(Object detection data)
┌──

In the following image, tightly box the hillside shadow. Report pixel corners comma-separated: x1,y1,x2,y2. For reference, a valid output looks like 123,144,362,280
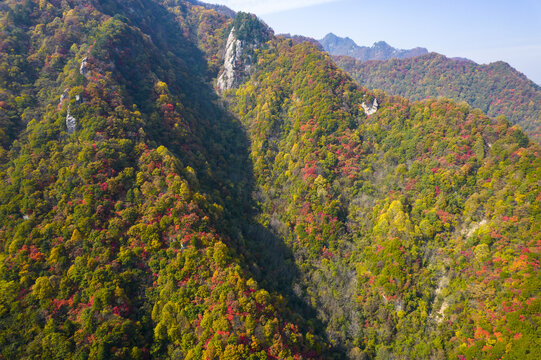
96,0,345,358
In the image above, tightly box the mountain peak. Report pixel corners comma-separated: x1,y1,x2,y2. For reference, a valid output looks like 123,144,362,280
319,33,428,61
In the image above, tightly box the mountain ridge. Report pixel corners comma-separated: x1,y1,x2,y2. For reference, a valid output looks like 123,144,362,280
318,33,428,61
0,0,541,360
334,53,541,143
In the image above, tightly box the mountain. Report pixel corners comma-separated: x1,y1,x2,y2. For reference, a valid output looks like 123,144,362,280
319,33,428,61
335,53,541,143
0,0,541,360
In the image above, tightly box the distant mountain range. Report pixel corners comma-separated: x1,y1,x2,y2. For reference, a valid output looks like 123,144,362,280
334,53,541,143
319,33,428,61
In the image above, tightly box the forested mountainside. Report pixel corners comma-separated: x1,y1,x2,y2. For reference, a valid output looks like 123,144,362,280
0,0,325,359
0,0,541,360
319,33,428,61
335,53,541,143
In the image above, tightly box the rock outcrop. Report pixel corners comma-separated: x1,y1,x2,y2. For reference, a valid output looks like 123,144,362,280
361,99,379,115
79,57,90,77
66,107,77,135
216,12,274,92
319,33,428,61
217,28,243,91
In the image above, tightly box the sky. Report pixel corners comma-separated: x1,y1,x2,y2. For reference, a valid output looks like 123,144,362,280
207,0,541,84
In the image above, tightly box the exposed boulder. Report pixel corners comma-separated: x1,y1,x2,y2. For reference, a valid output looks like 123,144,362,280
217,28,243,91
216,12,274,91
361,99,379,115
79,57,90,77
66,107,77,135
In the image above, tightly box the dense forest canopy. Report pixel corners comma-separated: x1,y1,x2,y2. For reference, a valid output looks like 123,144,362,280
0,0,541,360
335,53,541,143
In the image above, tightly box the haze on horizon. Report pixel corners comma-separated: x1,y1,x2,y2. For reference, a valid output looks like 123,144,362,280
208,0,541,84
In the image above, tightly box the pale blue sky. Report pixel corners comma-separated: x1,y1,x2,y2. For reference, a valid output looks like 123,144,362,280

└──

## REQUIREMENTS
Format the material above as a JSON list of strings, one string per line, skipping any blank lines. Leave the pictures out.

## RESPONSE FOR THIS EXERCISE
[
  "In the following image, tightly box the hillside shadow. Report pixel corners comma-separated: x1,y1,x2,y2. For reference, a valid output looks like 123,144,362,280",
  "96,0,345,358",
  "In the image above, tightly box the mountain peak. Report pixel corners comma-separated: x1,y1,x2,y2. For reference, a valid output looks like 123,144,362,280",
  "319,33,428,61",
  "In the image above, tightly box the mountain ridge. Report pixel corners comma-separated: x1,y1,x2,y2. For reference, a valid output looks like 123,144,362,280",
  "318,33,428,61",
  "0,0,541,360",
  "334,53,541,143",
  "In the image above, tightly box the mountain. Report pixel corners comma-separated: x1,y1,x2,y2. For reference, a valid output looks like 123,144,362,280",
  "319,33,428,61",
  "335,53,541,143",
  "0,0,541,360",
  "In the image above, tightly box the distant mountain range. Report pixel corners comma-separated: x1,y1,x2,y2. For reference, a valid output looks like 123,144,362,280",
  "334,53,541,143",
  "319,33,428,61",
  "In the image above, tightly box the forested mountainside. Report pixel corners comma-separated: x1,y1,x2,y2. For reference, a valid output looks like 123,144,362,280",
  "0,0,325,359",
  "0,0,541,360",
  "319,33,428,61",
  "335,53,541,143",
  "In the image above, tightly box the rock outcrop. Report pixel corners comma-separated: x1,y1,x2,y2. For reference, a valid output looks like 123,144,362,280",
  "361,99,379,115",
  "79,57,90,77",
  "66,107,77,135",
  "216,12,274,92",
  "319,33,428,61",
  "217,28,243,91",
  "In the image above, tightly box the sky. Report pixel corners comma-separated: x1,y1,x2,y2. For reference, a valid output looks like 123,144,362,280",
  "207,0,541,84",
  "In the image above, tightly box the exposed boulder. Report pixel corners comma-separated: x1,y1,x2,y2. For reference, a valid output looks like 123,144,362,280",
  "217,28,243,91",
  "216,12,274,91",
  "361,99,379,115",
  "79,57,90,77",
  "66,107,77,135",
  "In the image above, tightly box the dense forest canopy. Report pixel corners comma-separated: x1,y1,x2,y2. For reference, a valid output looks like 123,144,362,280",
  "0,0,541,360",
  "335,53,541,143",
  "In the image above, tightly box the haze on horizon. Report pixel corners comma-separated: x1,y1,x2,y2. For reference, a valid output looks like 123,144,362,280",
  "208,0,541,84",
  "In the image above, tightly box the pale blue sky. Report pixel corners comma-separated: x1,y1,x2,y2. For reference, a valid output looks like 123,144,362,280"
]